_SUPPLIED PASSAGE_:

---+---

Mushrooms & Sustainability

How Can Mushrooms Help Solve Food and Environmental Issues?

By: Sam Burgess

Mushrooms

Fungi have been cultivated by humans as a food source for thousands of years, with over 400 known edible varieties. In 2016, United States mushroom growers produced more than 946 million pounds of fresh mushrooms. The protein-rich fruiting fungi are a mainstay for most vegetarians and vegans and they leave lots of room for culinary innovation & experimentation in kitchens everywhere. But what exactly does it take to produce such a volume of product?

Recent research shows that mushrooms are the most sustainable protein source available on the market today. The Mushroom Sustainability Story: Water, Energy and Climate Environmental Metrics 2017, is a 2-year study which records & outlines the environmental impact of 21 domestic mushroom producers, representing one-third of the total fresh mushroom market. The study was conducted by SureHarvest, a leading sustainability analysis research firm based in California.

The study discovered that one pound of mushrooms requires only 1.8 gallons of water and 1.0 kilowatt hours of energy and generates only 0.7 pounds of CO2 emissions (Center for Sustainable Systems, University of Michigan. 2017.). They also found that for each square foot of mushroom production space, an average of 7.1 pounds can be grown annually. This means that for each acre of mushroom production, up to 1 million pounds can be produced!

Fungi

Compare these metrics to averages for a pound of beef or chicken production, which require 1,799 and 468 gallons of water to produce, respectively (Harris, 2016). Beef and chicken also produce 26 pounds and 5.2 pounds of CO2 emissions, per pound, respectively (Center for Sustainable Systems, University of Michigan, 2017).

---+---

_DATASET RECORDS_:
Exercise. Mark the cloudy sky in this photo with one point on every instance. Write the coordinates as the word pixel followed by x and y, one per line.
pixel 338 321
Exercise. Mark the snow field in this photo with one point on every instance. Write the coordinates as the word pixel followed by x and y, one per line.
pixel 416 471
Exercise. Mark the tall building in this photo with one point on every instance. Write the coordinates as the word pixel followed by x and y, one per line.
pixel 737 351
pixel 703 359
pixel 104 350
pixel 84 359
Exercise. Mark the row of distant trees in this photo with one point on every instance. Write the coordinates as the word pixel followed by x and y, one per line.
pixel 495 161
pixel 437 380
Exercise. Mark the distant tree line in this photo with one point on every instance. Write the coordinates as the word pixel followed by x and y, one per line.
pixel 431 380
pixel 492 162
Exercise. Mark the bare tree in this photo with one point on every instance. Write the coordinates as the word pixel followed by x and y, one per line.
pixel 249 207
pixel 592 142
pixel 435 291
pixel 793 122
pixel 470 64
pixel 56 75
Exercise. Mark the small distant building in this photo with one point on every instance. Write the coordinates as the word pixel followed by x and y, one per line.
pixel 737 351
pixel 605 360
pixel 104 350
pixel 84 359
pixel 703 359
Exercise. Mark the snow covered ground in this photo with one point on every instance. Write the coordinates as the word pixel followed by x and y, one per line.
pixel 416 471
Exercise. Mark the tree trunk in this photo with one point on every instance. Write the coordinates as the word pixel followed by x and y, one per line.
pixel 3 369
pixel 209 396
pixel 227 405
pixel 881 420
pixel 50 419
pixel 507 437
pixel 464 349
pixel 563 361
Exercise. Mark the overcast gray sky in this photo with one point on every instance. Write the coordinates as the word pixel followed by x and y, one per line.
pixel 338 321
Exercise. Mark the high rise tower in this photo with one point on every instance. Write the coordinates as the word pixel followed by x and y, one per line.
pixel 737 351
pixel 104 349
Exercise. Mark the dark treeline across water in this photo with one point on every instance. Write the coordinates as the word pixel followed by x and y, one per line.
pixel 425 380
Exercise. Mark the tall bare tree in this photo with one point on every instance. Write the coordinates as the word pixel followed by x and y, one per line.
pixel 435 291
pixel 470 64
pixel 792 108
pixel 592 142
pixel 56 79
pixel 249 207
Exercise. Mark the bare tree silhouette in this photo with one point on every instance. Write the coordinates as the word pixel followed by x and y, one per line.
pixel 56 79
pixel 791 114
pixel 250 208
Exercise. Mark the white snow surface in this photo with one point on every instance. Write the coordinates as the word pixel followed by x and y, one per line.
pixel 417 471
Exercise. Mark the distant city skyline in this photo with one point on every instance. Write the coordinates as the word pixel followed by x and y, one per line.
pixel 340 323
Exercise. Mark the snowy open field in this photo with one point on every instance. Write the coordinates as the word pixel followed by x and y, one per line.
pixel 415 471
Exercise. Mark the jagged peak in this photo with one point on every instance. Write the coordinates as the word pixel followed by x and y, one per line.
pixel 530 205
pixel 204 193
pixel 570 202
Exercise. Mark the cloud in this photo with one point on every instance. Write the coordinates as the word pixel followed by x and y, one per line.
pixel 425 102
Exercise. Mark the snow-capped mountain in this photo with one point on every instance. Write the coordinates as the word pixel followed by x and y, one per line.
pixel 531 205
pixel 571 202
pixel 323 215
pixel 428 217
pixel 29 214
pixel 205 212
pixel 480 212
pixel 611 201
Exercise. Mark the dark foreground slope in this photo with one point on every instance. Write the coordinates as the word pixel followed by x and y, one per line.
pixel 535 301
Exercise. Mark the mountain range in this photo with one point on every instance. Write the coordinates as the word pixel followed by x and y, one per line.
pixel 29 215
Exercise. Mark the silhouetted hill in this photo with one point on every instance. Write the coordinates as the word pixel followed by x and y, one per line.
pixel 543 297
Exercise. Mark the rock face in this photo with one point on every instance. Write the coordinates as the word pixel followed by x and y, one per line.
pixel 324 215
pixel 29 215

---+---

_ACTIVITY_:
Could you write the next part of the article on mushrooms and sustainability, picking up after its final sentence?

_ANSWER TO THE PROBLEM_:
A key to the sustainability of mushrooms is the way in which they are grown. Mushroom producers have developed a variety of techniques for growing edible fungi, however, large-scale producers which grow on a year-round cycle require a controlled and precise environment.

The start of the mushroom cycle starts with raw organic materials. These substrates, most commonly soil, straw, or sawdust, provide nutrients for the growing mushrooms. The mushroom spawn (or spores) are purchased from a commercial lab and mixed with the substrate, and placed in a bed/tray, usually stacked by the hundreds.

The mushroom mycelia (little hairlike strands of fungi) grow & spread through the bed, and with proper moisture & temperature control, the first fruiting mushroom pins will pop out of the substrate. Mushrooms double in size daily, require no light to grow and are usually harvested by hand throughout a 16-35 day cycle.

Mushroom Sustainability

In Rhode Island there is a grower/purveyor known as RI Mushroom Company, which provides high quality mushrooms to farmers markets, restaurants, and home consumers north of New Jersey. They recently received a $325,000 loan from The Business Development Company and the Rhode Island Commerce Corp.’s Small Business Assistance Program for their sustainable initiatives and rapid growth since their founding in 2013.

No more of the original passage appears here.